What the task asks => Could you reproduce these lines exactly, starting at the line containing "Box the hazy" and ending after the line containing "Box the ruined"?

Records in a dataset:

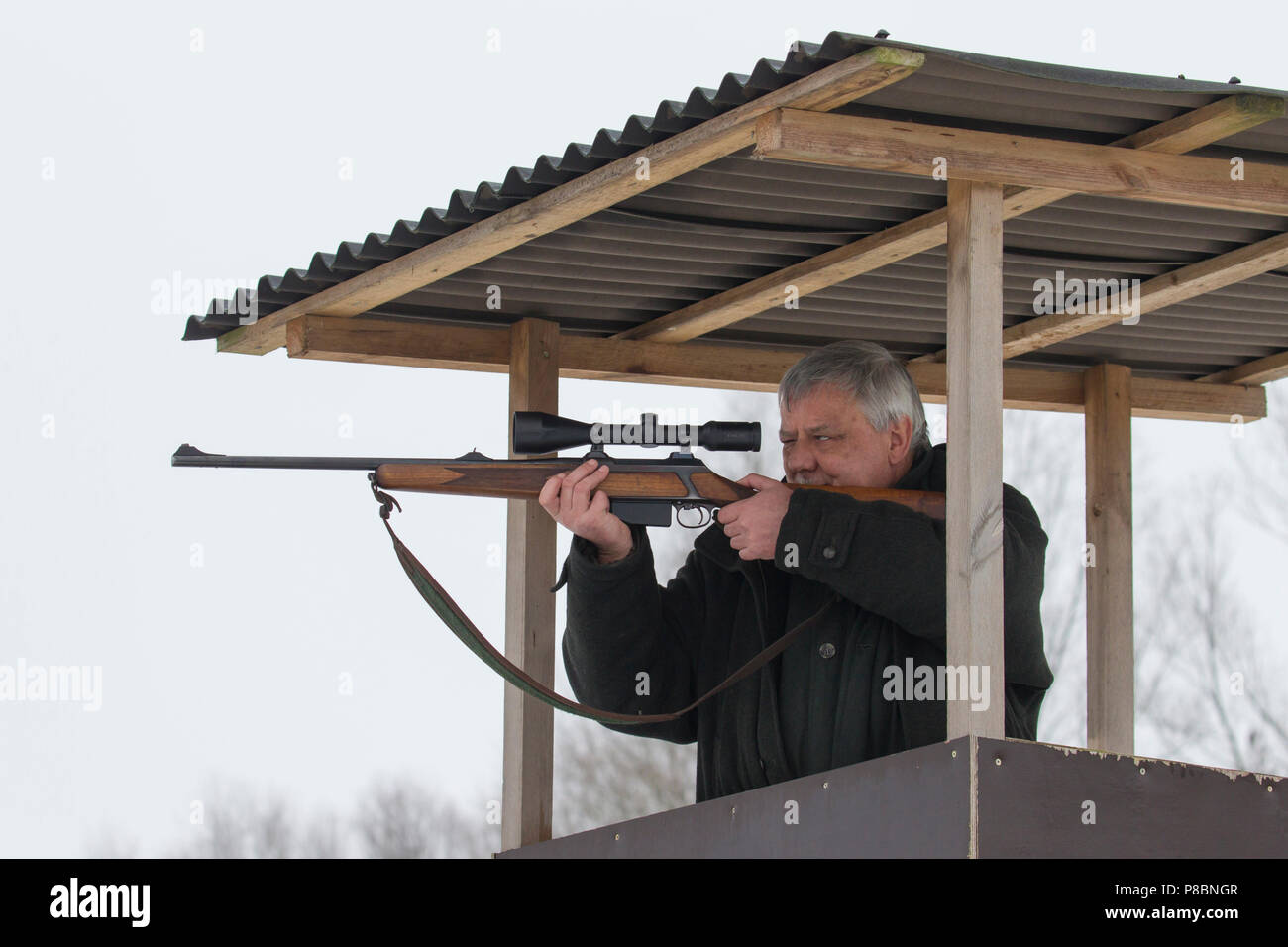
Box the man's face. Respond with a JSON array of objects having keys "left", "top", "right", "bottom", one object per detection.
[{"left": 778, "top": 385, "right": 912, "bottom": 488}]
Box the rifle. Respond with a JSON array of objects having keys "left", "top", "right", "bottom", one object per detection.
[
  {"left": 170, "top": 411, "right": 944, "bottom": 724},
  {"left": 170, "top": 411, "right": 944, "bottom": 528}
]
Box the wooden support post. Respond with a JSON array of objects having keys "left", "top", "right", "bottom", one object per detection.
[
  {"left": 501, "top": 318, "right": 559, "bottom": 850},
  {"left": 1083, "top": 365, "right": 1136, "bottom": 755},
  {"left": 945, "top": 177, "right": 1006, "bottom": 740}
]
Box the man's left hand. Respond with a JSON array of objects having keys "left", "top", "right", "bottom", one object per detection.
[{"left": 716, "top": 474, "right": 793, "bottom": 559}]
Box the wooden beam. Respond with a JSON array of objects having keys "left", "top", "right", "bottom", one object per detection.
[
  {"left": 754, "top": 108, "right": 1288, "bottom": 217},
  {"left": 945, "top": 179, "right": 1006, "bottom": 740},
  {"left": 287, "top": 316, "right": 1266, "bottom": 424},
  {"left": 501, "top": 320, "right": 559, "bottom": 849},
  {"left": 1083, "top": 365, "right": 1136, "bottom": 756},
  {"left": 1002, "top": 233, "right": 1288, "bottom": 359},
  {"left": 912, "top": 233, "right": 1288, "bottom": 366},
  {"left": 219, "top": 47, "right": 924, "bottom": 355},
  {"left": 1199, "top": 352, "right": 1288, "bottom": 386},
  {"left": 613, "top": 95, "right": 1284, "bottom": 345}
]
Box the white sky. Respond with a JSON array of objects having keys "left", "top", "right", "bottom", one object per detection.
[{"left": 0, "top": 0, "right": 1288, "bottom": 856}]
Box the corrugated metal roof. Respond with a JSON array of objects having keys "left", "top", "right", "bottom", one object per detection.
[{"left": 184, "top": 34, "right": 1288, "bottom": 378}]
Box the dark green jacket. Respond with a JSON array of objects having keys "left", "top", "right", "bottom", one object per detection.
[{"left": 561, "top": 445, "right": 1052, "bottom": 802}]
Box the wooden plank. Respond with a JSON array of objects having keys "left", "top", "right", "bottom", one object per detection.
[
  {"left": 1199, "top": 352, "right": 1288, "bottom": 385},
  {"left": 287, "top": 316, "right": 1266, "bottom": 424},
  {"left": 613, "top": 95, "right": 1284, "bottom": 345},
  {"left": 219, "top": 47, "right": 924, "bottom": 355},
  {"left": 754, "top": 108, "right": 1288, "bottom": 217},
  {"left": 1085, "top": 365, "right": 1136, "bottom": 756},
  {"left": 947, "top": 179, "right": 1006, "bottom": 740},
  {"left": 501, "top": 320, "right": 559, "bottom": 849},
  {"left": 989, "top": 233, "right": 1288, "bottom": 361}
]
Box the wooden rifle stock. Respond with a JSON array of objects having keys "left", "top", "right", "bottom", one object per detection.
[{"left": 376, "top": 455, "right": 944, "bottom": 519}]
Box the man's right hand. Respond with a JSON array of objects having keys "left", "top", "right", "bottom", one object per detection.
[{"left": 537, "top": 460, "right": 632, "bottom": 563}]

--

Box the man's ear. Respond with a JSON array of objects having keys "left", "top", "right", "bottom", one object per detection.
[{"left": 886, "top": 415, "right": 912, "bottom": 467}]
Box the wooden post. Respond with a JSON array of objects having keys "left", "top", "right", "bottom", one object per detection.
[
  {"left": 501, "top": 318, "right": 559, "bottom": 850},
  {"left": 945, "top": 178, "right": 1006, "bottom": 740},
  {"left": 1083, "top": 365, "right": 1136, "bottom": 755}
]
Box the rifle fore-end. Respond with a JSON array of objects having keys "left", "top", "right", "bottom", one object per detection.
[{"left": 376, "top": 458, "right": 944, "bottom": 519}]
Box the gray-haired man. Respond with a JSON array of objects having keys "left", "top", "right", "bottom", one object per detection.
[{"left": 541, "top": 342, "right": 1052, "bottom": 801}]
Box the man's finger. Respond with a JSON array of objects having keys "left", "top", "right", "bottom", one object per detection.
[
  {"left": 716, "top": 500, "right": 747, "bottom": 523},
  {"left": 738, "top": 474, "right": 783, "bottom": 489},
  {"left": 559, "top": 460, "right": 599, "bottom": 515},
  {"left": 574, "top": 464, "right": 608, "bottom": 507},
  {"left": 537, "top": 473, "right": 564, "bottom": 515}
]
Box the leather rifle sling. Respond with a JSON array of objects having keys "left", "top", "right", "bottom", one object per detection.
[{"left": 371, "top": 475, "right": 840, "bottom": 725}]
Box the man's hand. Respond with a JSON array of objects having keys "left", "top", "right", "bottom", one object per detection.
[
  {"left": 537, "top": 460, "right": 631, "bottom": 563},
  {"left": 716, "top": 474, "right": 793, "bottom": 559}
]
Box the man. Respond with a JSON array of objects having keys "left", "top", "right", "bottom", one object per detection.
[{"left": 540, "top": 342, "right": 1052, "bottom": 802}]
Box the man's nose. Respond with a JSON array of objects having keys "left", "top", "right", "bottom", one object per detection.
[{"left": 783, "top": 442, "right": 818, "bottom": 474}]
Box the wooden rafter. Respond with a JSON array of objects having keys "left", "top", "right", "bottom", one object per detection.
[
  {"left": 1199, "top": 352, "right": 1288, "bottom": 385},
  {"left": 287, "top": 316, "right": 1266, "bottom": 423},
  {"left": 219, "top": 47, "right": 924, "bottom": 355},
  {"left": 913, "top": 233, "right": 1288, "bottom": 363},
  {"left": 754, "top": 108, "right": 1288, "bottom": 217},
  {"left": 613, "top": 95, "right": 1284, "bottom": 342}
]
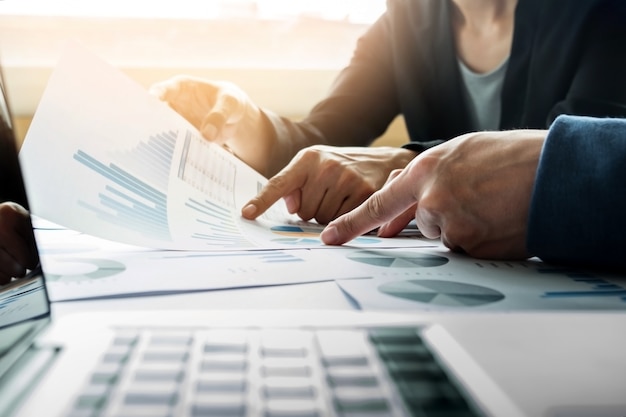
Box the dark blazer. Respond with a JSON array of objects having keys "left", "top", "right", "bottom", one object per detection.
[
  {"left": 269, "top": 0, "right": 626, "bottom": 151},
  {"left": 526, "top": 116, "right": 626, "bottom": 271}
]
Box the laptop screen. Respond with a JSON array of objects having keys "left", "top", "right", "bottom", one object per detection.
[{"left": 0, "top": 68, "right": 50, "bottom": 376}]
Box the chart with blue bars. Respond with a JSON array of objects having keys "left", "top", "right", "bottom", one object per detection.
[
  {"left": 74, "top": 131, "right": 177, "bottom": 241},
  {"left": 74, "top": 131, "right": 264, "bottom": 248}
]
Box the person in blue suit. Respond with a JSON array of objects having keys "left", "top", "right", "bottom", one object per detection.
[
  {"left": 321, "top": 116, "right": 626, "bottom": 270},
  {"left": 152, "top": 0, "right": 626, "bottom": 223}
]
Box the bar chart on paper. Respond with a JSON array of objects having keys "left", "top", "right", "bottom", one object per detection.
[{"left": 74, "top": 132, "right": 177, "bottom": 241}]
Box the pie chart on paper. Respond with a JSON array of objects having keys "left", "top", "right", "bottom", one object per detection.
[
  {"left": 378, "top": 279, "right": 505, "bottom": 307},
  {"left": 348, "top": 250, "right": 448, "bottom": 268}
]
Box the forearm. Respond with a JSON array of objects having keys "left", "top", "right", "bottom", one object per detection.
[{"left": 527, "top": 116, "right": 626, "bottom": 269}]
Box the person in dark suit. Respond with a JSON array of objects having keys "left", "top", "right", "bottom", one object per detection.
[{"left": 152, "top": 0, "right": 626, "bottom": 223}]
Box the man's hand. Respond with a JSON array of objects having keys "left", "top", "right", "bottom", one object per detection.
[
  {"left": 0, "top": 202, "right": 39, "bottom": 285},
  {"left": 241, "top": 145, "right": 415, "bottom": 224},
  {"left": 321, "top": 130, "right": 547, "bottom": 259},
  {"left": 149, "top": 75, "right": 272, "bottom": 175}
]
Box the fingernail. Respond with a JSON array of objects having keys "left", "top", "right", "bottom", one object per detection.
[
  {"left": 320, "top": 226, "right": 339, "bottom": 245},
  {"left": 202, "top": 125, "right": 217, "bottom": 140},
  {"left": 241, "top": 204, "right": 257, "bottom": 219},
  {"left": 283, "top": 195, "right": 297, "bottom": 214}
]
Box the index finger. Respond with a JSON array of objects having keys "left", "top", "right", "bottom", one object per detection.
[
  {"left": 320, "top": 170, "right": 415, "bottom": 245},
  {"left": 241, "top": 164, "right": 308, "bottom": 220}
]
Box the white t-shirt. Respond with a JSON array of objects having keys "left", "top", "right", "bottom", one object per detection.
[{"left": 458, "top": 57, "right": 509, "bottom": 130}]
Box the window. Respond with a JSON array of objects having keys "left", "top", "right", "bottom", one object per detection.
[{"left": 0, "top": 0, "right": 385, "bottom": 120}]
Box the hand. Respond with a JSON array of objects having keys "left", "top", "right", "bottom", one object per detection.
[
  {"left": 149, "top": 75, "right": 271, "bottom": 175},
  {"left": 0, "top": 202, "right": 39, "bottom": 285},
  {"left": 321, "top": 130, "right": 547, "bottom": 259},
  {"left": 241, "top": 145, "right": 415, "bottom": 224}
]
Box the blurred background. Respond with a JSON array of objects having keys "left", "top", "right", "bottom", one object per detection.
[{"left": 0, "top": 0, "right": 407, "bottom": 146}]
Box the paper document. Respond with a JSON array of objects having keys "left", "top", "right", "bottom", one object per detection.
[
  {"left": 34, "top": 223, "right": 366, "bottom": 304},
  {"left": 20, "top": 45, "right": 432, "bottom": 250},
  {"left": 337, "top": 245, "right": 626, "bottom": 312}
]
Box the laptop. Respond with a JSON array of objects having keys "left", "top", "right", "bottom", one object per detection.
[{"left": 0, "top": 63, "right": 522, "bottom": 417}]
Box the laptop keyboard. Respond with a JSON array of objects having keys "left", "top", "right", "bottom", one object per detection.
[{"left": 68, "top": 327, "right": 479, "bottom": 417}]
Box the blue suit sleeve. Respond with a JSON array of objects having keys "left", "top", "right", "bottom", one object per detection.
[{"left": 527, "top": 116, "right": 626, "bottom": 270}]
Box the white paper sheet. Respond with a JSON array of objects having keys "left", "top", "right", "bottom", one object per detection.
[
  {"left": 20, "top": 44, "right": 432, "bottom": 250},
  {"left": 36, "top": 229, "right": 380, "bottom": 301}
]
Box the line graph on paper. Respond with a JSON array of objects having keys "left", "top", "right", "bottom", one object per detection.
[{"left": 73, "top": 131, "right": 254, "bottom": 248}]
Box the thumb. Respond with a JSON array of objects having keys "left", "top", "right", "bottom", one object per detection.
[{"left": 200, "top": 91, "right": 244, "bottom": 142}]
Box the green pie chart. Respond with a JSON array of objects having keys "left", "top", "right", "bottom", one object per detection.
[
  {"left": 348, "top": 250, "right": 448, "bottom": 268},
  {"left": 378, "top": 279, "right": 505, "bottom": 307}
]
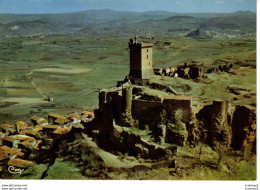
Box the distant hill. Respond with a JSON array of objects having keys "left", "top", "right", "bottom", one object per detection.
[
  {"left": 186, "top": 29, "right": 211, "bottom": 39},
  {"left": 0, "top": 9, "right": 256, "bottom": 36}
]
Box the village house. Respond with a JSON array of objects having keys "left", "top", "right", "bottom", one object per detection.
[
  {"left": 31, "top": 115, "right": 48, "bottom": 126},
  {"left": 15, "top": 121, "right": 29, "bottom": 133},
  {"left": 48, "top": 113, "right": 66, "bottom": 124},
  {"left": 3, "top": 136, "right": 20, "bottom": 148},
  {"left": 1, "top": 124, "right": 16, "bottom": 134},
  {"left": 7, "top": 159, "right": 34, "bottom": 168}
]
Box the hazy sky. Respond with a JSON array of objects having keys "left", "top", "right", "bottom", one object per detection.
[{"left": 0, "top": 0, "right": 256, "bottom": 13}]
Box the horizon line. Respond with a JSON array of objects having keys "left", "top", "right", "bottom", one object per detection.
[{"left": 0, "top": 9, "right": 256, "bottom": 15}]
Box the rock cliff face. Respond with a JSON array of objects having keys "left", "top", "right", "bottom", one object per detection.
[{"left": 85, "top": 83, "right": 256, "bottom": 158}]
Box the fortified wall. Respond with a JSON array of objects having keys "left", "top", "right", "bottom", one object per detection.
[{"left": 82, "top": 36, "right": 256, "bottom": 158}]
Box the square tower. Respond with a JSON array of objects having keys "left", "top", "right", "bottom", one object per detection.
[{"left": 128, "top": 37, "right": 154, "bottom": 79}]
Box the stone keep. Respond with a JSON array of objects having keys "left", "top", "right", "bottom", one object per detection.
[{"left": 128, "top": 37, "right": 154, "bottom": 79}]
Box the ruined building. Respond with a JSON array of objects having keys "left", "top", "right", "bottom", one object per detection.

The result =>
Box the hazy sky. Respond with a JSON array of objects having keys "left", "top", "right", "bottom", one object per detection.
[{"left": 0, "top": 0, "right": 256, "bottom": 13}]
Box the horizon line. Respond with a JSON array of objects having keys "left", "top", "right", "bottom", one object per detection.
[{"left": 0, "top": 9, "right": 256, "bottom": 15}]
Box the rock cliff face. Respond with a JSON array of objects having keys "left", "top", "right", "bottom", one object per detection.
[{"left": 85, "top": 83, "right": 256, "bottom": 158}]
Box the fortified wall. Respond with a JSON array of objects having keys "left", "top", "right", "bottom", one object per detection.
[{"left": 82, "top": 36, "right": 256, "bottom": 158}]
Box the square tower. Respond with a JSON array of objects having keys "left", "top", "right", "bottom", one object per detection.
[{"left": 128, "top": 37, "right": 154, "bottom": 79}]
Box the stone keep. Respond with a JSON array of objects having keys "left", "top", "right", "bottom", one object per detection.
[{"left": 128, "top": 37, "right": 154, "bottom": 79}]
Box the ruined building. Respond with a JSON array of objects having keys "left", "top", "right", "bottom", one object per detection.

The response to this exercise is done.